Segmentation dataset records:

........

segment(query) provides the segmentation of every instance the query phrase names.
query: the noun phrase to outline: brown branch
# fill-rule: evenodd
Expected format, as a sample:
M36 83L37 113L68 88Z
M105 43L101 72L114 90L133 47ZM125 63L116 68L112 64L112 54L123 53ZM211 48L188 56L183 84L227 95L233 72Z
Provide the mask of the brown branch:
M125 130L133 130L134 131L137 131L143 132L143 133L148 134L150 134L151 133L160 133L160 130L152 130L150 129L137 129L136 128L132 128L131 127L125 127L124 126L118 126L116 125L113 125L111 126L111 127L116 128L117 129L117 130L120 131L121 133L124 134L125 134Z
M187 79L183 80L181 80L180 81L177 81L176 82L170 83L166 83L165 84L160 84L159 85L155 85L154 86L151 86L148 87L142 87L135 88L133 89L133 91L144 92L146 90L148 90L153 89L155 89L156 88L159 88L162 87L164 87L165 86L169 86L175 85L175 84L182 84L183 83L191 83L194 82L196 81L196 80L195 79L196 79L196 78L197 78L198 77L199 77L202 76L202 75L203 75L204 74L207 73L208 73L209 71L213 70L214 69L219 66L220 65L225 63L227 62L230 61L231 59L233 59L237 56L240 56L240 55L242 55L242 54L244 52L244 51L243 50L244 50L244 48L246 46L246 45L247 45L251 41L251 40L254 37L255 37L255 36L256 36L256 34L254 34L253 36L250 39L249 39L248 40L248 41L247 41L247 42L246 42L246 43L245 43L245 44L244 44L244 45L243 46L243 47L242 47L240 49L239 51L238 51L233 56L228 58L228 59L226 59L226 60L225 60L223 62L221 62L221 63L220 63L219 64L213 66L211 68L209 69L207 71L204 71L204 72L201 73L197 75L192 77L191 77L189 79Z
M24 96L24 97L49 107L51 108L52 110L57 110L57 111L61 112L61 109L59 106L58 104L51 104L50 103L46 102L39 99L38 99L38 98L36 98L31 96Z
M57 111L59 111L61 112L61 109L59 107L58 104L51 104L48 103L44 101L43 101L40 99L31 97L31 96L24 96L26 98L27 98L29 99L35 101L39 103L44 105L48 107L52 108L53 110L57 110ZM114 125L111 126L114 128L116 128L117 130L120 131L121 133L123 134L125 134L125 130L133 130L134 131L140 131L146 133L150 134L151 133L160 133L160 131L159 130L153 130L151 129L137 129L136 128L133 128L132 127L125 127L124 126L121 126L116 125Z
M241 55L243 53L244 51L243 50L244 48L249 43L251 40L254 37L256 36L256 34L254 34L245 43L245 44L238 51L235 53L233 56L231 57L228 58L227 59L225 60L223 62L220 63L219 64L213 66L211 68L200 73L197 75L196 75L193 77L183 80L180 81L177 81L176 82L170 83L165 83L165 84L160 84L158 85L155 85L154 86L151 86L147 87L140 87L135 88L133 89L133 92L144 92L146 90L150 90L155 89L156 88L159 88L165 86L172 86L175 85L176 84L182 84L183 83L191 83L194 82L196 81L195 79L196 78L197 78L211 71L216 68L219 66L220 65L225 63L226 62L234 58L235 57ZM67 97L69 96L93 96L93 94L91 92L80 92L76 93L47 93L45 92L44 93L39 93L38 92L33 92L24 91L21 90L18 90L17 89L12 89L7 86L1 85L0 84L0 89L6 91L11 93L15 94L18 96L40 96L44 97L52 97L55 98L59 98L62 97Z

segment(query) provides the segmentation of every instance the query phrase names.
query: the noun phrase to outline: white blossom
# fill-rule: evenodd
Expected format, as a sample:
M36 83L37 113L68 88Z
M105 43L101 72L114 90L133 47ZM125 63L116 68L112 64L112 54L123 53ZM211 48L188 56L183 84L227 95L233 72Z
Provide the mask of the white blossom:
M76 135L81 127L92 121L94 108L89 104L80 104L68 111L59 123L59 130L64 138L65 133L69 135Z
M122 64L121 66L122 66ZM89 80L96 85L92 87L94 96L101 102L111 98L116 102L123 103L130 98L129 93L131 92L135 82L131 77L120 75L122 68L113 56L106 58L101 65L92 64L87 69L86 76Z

........

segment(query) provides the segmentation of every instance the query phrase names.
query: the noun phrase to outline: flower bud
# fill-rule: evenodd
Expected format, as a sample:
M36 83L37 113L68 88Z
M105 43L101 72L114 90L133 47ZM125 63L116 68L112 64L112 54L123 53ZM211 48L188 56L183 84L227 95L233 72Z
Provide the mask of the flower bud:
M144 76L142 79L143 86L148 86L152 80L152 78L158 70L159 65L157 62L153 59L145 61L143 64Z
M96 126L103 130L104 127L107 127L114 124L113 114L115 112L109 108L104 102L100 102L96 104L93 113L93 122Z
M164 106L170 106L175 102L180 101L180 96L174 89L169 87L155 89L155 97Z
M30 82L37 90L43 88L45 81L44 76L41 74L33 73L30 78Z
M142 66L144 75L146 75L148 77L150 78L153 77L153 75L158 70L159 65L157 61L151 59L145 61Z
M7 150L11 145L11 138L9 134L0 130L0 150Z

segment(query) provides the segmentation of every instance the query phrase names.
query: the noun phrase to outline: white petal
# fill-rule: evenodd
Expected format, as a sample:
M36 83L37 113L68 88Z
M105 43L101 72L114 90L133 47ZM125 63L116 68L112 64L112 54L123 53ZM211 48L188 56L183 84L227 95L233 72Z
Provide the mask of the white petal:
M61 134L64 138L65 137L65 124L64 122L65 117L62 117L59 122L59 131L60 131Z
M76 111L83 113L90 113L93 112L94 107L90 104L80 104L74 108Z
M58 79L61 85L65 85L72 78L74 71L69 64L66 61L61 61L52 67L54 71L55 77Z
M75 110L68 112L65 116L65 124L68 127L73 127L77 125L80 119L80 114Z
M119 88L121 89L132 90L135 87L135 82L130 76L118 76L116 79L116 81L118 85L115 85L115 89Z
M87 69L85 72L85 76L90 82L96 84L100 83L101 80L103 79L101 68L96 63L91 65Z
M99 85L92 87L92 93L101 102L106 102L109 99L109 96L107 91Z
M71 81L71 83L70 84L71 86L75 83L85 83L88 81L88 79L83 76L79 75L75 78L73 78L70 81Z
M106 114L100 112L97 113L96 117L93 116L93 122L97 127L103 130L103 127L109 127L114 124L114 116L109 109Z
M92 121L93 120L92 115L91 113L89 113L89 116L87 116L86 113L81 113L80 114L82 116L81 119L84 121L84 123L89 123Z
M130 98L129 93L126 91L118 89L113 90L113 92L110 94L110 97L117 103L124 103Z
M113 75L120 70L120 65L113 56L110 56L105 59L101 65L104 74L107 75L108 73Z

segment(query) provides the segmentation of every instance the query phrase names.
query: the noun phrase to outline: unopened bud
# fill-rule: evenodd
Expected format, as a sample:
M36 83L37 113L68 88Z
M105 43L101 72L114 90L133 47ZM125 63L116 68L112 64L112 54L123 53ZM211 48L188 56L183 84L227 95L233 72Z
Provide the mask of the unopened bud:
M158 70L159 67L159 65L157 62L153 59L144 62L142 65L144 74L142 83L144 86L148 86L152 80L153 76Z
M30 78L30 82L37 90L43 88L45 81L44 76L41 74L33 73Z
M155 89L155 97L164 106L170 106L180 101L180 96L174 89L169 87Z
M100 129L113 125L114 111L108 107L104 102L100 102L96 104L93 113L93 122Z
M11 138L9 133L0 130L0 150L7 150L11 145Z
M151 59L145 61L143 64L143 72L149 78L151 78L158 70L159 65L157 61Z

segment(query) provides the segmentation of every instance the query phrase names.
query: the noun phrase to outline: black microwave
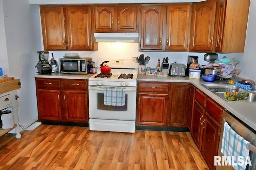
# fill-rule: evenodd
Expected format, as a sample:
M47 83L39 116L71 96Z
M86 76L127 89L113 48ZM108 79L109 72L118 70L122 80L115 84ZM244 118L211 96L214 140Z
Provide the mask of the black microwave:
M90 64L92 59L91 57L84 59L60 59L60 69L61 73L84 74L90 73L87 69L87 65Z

........

◆ Stated goal
How many lines in the records contain the string "mask", matching case exactly? Reply with the number alone.

◆ Expected output
6